Provided passage:
****************************************
By |Published On: January 30th, 2017|Categories: Alumni, University Communications|

At Winter Session last month, two graduates chose to deliver their ceremony speeches in verse–one a funny, self-penned limerick and the other a touching poem incorporating the work of several poets.

Eileen Cleary

Eileen Cleary graduated with a PhD in Human and Organizational Development. This was her speech:

At home in New Jersey, when my friends want to capture the stories of our achievements, they write limericks. So in keeping with that tradition, I’ve written one about my Fielding journey.
****************************************
[Records drawn from a data source]

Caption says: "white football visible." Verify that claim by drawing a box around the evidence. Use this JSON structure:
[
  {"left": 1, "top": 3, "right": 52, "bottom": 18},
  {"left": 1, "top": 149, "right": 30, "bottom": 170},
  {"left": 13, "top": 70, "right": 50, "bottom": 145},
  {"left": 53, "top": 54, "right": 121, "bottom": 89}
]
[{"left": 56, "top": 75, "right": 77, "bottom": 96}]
****************************************
Check your understanding:
1. Repeat the passage on the Winter Session speeches word for word, starting at "By |Published On: January" and ending at "of several poets.".
2. Carry on the passage on the Winter Session speeches from its last sentence.

Answers:
1.
By |Published On: January 30th, 2017|Categories: Alumni, University Communications|

At Winter Session last month, two graduates chose to deliver their ceremony speeches in verse–one a funny, self-penned limerick and the other a touching poem incorporating the work of several poets.

2.
There once was a school named Fielding

It’s renowned for adult learning

My application was sent

To NSO I went

I could tell this would not be boring

 

They said I could become a PhD

I knew that was for me

It expanded my mind

Taught me to be kind

Transformed I will forever be

 

So many new words were used

Often times I was confused

I learned about ontology

And figured out my epistemology

Now looking back, I am amused

 

We are all assigned to a mentor

They guide us on this adventure

Connie is truly amazing

Always consciousness raising

And without a doubt my biggest supporter

 

Our faculty is pretty nifty

Guiding us with pith and whimsy

Thank you for staying by my side

On this awesome ride

Tonight we may get to see them tipsy

 

Our families and friends are instrumental

Especially when we are going mental

Thank you for the space you gave

I am truly sorry if I misbehaved

You are kind, loving, patient and gentle

 

My son Aidan’s opinion is well established

His enthusiasm has progressively diminished

He said, “Are you done?

I want to have fun”

I said, “Yes, dear, I am finished”

 

My journey here has come to an end

I will miss all my lovely friends

It’s sad to part

But they are in my heart

Love and gratitude to you I send

 

And here I am with hood and tam

I hope tomorrow I have a plan

Thank you one and all

Now let’s go have a ball

As only a true scholar can

 

Then Yisroel Loeb graduated with a doctorate in Clinical Psychology. With his wife and children in the audience, he delivered this poem called “Gratitude,” composed of his own words, as well as lines from poets like Yehuda Amichai and Lucille Clifton.

I wasn’t one of the 6 million massacred in the Holocaust.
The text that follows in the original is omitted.